▸ **Source document**:
At this point our Gospel reading for today begins. Jesus explains that everything he has done has been to fulfill the Scriptures and he commissions these disciples to be his witnesses to the nations. But they are to wait in the city until they are clothed with power from on high---the Holy Spirit. Then he leads them out as far as Bethany, blesses them, and withdraws into heaven. If we didn’t have the sequel to this Gospel, we would think, as in John’s Gospel, that Jesus’ ascension occurred on that event-filled day of resurrection.

But we do have the sequel. Luke tells Theophilus and his other readers that Jesus appeared to the disciples “during forty days” (a good biblical number) “speaking about the kingdom of God.” Then, while they’re still thinking that it’s about the restored kingdom of Israel (even this late they don’t seem to “get it”), Jesus departs from them. And they stand there with their mouths open gazing up at the sky. Is that it? Is Jesus finally gone?  Is that what this story is about: showing the disciples that they shouldn’t expect to see him any more the way they were used to seeing him?

When I left Immanuel and went to Singapore, was I gone for good from Immanuel? Not quite, because I was invited back to the congregation’s 125th anniversary banquet in the fall. Was Jesus totally gone from the disciples and from the earth? Not quite, because in the 9th chapter of Acts he appeared to Saul the Pharisee and converted him into Paul the Apostle to the gentiles. Well, he needed to have someone who would get his gospel to the nations.

▸ **Excerpted records**:

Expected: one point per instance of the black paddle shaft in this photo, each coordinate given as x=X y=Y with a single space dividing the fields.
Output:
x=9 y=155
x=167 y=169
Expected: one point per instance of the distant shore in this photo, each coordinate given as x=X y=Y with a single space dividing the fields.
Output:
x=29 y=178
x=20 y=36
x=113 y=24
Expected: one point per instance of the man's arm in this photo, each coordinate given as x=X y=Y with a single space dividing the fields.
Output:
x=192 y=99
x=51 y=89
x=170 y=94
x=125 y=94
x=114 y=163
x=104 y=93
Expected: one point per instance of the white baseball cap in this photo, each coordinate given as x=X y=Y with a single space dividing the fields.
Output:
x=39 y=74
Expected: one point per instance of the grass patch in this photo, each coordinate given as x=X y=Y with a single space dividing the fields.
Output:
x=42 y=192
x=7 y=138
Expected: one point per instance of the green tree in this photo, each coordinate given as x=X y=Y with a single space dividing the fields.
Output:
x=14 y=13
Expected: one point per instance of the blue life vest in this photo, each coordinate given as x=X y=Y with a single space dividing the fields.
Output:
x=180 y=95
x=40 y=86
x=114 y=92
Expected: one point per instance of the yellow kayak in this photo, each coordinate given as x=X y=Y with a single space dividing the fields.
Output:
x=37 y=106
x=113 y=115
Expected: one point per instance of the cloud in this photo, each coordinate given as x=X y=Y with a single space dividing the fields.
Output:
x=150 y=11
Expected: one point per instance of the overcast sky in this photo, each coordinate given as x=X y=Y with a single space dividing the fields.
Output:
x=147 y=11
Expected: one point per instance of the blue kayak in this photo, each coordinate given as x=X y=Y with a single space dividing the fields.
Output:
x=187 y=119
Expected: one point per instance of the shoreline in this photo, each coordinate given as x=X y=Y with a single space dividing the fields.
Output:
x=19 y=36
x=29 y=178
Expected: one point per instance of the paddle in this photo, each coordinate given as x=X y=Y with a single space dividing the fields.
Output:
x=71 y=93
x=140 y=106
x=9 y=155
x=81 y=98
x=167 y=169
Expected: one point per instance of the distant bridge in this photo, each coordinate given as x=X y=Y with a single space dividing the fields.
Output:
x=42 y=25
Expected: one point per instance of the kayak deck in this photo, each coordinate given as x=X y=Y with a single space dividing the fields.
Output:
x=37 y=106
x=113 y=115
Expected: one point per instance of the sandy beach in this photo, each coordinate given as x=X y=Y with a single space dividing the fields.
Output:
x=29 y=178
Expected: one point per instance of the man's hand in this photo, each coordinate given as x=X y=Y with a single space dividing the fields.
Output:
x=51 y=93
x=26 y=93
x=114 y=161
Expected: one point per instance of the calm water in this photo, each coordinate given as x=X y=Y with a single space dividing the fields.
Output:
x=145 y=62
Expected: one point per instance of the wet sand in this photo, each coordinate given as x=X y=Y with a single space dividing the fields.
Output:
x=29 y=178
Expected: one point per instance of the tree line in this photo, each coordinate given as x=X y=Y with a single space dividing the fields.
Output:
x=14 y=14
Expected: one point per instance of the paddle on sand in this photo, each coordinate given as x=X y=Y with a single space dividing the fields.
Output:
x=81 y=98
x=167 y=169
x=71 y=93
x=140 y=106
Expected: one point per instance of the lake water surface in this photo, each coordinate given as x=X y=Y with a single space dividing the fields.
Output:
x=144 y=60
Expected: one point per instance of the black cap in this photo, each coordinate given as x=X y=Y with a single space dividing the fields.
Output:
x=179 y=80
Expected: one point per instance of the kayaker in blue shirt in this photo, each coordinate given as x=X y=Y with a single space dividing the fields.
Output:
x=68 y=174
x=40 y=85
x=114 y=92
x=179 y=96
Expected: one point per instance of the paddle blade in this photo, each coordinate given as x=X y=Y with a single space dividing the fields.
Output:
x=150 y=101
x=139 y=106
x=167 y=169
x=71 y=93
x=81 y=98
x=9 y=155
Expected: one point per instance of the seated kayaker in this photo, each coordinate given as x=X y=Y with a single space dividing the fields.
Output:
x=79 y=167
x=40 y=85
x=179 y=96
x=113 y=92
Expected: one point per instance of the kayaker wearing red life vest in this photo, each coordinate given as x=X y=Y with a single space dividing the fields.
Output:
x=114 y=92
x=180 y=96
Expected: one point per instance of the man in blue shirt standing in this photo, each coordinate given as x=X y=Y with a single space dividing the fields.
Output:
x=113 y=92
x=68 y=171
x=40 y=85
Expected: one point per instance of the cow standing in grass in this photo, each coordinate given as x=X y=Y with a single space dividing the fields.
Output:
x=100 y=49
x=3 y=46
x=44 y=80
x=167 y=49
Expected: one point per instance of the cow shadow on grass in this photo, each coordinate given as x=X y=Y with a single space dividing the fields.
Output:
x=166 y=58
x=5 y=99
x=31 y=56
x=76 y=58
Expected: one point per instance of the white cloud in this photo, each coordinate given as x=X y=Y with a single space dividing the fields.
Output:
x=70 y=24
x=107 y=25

▸ **Exercise requirements**:
a - Check each statement against the sermon on the ascension and decide whether it agrees with it: (i) Jesus leads the disciples out as far as Bethany before withdrawing into heaven; (ii) Jesus appeared to the disciples during fifty days; (iii) the speaker was invited back to the congregation's 100th anniversary. Give yes or no for each, quoting the deciding words exactly.
b - Write the next part of the sermon on the ascension, picking up after its last sentence.

▸ **Results for each task**:
a -
(i) Yes: "Then he leads them out as far as Bethany, blesses them, and withdraws into heaven."
(ii) No: "Jesus appeared to the disciples “during forty days”"
(iii) No: "I was invited back to the congregation’s 125th anniversary banquet in the fall."

b -
So we wonder: why does Luke tell us this ascension story at all? Leave-takings can be rather depressing if you think you won’t see that person again. Last Sunday I attended the monthly Bach Cantata Vespers at Grace Lutheran Church in River Forest, where I am technically a member. It was an observance of the Ascension of our Lord, which was actually this past Thursday in the liturgical calendar---forty days after Easter Day, according to Luke’s chronology. The choir sang a stirring setting of Psalm 47 by Ralph Vaughan Williams. Psalm 47, which we sang this morning, is a royal enthronement psalm and it has been applied spiritually to Jesus ascending to the throne of God. Vaughn Williams’ setting of the words “God is gone up with a shout, the Lord with the sound of a trumpet” with choir, organ, brass, and timpani would have shaken the roof of Westminster Abbey as it did at Grace Lutheran. Then came Bach’s Ascension Oratorio after the Gospel reading, also with full orchestra including brass and timpani, and it was something of a let-down.  Because while there were brassy praise choruses sung by the choir, right in the midst of the biblical story Bach had the alto singing (in German),

Ah, remain still, my dearest life,

Ah, do not flee so soon from me!

Your departure and your early leaving

Bring me the greatest suffering.

Ah, do then remain still here;

Otherwise I shall be quite beset by grief.

With these pietistic words Bach brings in the human reaction to Jesus’ departure. He sees in the ascension story a narrative that has become very familiar in our modern age: the one about a God who is deliberately distant from those who need him, and who seems to have abandoned his people to their own inner resources, as if no Holy Spirit has been sent, as if we each of us must now invent our own spirituality, our own morality, our own religious practices, as if there’s nothing set down in the gospels and two millennia of tradition to draw upon?

I think it’s important to recognize the legitimacy of the experience from which this lament arises. Many people do feel that Christ has indeed left the stage. A Catholic friend once told me that she had stopped going to church because of the abuse of children by the priests. She couldn’t understand how a Church full of the Spirit of Christ could allow such a thing. For her, any residual sense of Christ’s presence in the world has now disappeared. And who can blame her, or any of the victims of abuse, for seeing things that way?

Yet, this morning I would bear witness to another way of reading the Ascension story, another way of understanding why Jesus departed from his disciples and from the earth. For there is a bigger story here in Luke’s account, and I believe that if we can only allow ourselves this enlarged vista, then even the very real “fact” and “experience” of divine abandonment will turn out to be something other than what it appears to be.

And it is this: yes, by virtue of his Ascension into heaven, Christ is indeed no longer present as a particular human being who occupies and is limited by a particular place and time.  But he is nevertheless, also by virtue of the Ascension, more abundantly present and active than he had ever been before. And this not as some kind of ghostly presence who hangs in the air but never takes form. No, Christ remains present in a material body: in the Eucharist.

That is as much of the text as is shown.